The farmer Chris Falconer claimed that the Groundswell protesters did not speak for all members of the rural community and told Newshub that there were plenty of farmers who were not against all of Government's regulations.

The farmer-owned cooperatives including the rural supply company Farmlands and dairy processing company Fonterra drew criticism from protest supporters for telling staff they were not allowed to represent their company's brand at the "Howl of a Protest" event in mid-July 2021.

===Politicians===
The Groundswell's "Howl of a Protest" campaign received mixed responses. Minister of Agriculture Damien O'Connor stated that farmers had a right to speak their mind but warned that Groundswell's protests would create the perception that farmers were opposed to improving freshwater quality, addressing climate change, managing animal welfare, and not appreciating the Government's efforts to collaborate with the agricultural sector. Similar sentiments were echoed by Minister of Finance Grant Robertson who urged protesters to be respectful. Prime Minister Ardern defended the Government's commitment to the environment and brushed off suggestions of a rural-urban divide in New Zealand.

→ Questions to answer:
A: Quote everything in the Groundswell passage from "The farmer Chris" down to "in mid-July 2021.".
B: According to the Groundswell passage, which minister urged protesters to be respectful?
C: State whether each statement agrees with the Groundswell passage, and support each answer with the deciding words quoted from it: (i) Fonterra is a dairy processing company; (ii) Damien O'Connor said farmers had no right to speak their mind; (iii) Prime Minister Ardern acknowledged a rural-urban divide in New Zealand.
The entries that follow the Groundswell passage were taken from a separate source.

→ Data:
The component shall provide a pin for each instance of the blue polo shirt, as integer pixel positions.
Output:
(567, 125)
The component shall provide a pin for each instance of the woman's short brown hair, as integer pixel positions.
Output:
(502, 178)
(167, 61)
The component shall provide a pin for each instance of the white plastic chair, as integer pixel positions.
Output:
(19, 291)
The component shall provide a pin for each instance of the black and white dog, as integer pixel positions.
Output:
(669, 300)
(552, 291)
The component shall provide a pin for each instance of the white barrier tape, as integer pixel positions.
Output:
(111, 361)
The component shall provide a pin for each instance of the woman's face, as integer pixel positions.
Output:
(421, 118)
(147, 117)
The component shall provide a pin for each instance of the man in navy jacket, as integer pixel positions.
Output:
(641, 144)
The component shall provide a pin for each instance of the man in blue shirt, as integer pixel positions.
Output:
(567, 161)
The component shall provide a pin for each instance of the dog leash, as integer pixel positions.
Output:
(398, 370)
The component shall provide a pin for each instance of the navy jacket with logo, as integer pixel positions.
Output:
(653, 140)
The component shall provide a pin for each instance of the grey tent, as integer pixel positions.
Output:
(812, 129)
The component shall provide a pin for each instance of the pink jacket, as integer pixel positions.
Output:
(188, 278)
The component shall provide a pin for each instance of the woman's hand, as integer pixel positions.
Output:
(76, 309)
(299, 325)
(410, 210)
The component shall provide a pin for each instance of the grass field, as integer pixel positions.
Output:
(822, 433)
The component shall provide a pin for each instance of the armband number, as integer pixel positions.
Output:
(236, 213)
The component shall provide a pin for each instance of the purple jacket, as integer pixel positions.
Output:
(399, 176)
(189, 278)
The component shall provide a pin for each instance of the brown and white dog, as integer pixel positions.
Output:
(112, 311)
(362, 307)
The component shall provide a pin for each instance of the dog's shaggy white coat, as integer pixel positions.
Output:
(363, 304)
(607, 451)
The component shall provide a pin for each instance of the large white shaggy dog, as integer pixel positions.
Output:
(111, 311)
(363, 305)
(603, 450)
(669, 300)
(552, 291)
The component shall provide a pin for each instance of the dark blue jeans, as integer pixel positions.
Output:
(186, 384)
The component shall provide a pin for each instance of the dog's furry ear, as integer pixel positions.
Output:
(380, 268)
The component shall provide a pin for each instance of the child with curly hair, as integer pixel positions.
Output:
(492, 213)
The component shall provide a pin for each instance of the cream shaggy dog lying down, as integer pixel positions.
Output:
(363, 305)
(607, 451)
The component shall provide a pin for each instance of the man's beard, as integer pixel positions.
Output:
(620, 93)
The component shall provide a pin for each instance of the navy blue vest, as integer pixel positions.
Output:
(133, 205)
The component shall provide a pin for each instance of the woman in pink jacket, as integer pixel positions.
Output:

→ Exercise answers:
A:
The farmer Chris Falconer claimed that the Groundswell protesters did not speak for all members of the rural community and told Newshub that there were plenty of farmers who were not against all of Government's regulations.

The farmer-owned cooperatives including the rural supply company Farmlands and dairy processing company Fonterra drew criticism from protest supporters for telling staff they were not allowed to represent their company's brand at the "Howl of a Protest" event in mid-July 2021.

B: Minister of Finance Grant Robertson

C:
(i) Yes: "dairy processing company Fonterra"
(ii) No: "stated that farmers had a right to speak their mind"
(iii) No: "brushed off suggestions of a rural-urban divide in New Zealand"